Using said resource's example this is what I think should work but doesn't seem to be:

require 'mechanize'
@agent = Mechanize.new
@agent.verify_mode = OpenSSL::SSL::VERIFY_NONE

##Login Page:
page = @agent.get 'http://www.website_here.com/intranet/login.asp'

##Username Page:
form = page.forms[0]
form['USER NAME HERE'] = LoginUser
##Submit User:
page = form.submit

##Password Page:
form = page.forms[0]
form['USER PASSWORD HERE'] = LoginPassword
##Submit Password:
page = form.submit

When I test my code I get the following output:

test.rb:10:in `': uninitialized constant LoginUser (NameError)

Can anyone point out what I'm doing wrong?

Thanks

EDIT 3/27/15:

Using @seoyoochan resource I tried to form my code like this:

require 'rubygems'
require 'mechanize'
login_page  = agent.get "http://www.website_here.com/intranet/loginauthusr.asp?Page="
login_form = login_page.form_with(action: '/sessions') 
user_field = login_form.field_with(name: "session[user]") 
user.value = 'My User Name'

login_form.submit

When I try to run my code I'm now getting this output:

test.rb:4:in <main>': undefined local variable or methodagent' for main:Object (NameError)

I'm needing an example on how to assign the right names/classes that my provided form will work with.

EDIT 4/4/15:

Okay, Now using @tylermauthe example I'm trying to test the following code:

require 'mechanize'
require 'io/console'

agent = Mechanize.new
page = agent.get('http://www.website_here.com/intranet/loginauthusr.asp?Page=')

form = page.forms.find{|form| form.action.include?("loginauthpwd.asp?PassedURL=")}

puts "Login:"
form.login = gets.chomp
page = agent.submit(form)

» GIVEN TASK 1
According to the source text, what error did the first test of the login code report?
» GIVEN TASK 2
Find every line of the records that contains the word "sitting", treating uppercase and lowercase as different.
The records below are unrelated to the source text.

» EXERCISE MATERIALS
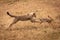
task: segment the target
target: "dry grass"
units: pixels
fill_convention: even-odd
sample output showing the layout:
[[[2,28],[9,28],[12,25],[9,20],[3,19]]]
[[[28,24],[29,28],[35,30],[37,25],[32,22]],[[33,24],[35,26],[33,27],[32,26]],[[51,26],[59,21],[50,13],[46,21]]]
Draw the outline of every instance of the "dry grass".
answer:
[[[59,5],[60,0],[0,0],[0,40],[60,40]],[[42,24],[19,21],[6,30],[14,19],[7,11],[17,16],[37,11],[37,18],[50,15],[54,21]]]

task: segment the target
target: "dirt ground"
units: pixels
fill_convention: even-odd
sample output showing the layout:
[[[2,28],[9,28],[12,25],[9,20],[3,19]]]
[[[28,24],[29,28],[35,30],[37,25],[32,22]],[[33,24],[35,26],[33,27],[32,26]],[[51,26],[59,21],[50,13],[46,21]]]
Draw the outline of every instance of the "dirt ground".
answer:
[[[6,30],[14,18],[32,11],[37,18],[54,19],[52,23],[19,21]],[[60,0],[0,0],[0,40],[60,40]]]

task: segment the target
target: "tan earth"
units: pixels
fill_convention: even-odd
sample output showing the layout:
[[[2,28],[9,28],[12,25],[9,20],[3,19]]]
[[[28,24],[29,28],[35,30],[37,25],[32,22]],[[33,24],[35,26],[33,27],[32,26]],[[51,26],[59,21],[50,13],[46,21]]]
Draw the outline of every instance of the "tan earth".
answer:
[[[37,18],[54,19],[52,23],[19,21],[6,30],[14,18],[32,11]],[[60,40],[60,0],[0,0],[0,40]]]

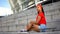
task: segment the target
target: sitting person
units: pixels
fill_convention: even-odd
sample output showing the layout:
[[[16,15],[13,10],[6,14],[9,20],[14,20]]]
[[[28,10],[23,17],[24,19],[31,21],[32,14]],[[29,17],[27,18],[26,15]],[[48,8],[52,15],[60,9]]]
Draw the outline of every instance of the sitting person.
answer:
[[[31,30],[40,32],[40,29],[42,29],[42,31],[45,32],[46,20],[45,20],[43,7],[41,4],[37,4],[36,7],[37,7],[37,13],[38,13],[36,17],[36,21],[30,21],[30,23],[27,24],[25,30],[22,30],[21,32],[31,31]]]

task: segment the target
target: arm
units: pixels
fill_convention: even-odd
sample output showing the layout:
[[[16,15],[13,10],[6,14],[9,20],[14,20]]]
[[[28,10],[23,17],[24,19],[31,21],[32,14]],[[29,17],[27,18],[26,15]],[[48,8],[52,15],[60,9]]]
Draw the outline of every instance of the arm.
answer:
[[[40,17],[40,16],[38,16],[38,19],[36,20],[36,22],[38,23],[38,22],[40,21],[40,19],[41,19],[41,17]]]

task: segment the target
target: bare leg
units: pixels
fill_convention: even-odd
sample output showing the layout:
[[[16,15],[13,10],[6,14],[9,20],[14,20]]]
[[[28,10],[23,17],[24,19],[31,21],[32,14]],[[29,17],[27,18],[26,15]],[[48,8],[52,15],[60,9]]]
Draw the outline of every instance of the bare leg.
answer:
[[[40,32],[40,29],[38,28],[39,25],[34,24],[32,30],[36,32]]]
[[[34,21],[30,21],[30,23],[26,26],[25,29],[27,29],[27,31],[30,31],[33,24],[34,24]]]

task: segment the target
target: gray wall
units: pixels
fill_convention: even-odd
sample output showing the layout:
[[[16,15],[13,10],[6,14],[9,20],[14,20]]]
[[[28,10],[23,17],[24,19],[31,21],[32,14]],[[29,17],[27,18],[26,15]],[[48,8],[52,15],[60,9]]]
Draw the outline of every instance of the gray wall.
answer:
[[[47,27],[56,27],[60,29],[60,2],[43,5]],[[21,11],[7,17],[0,18],[0,32],[19,31],[29,23],[30,20],[35,20],[37,15],[36,7]]]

» COMPLETE RESPONSE 1
It reported an uninitialized constant LoginUser (NameError).

» COMPLETE RESPONSE 2
target: sitting person
Draw the outline of every instance of the sitting person.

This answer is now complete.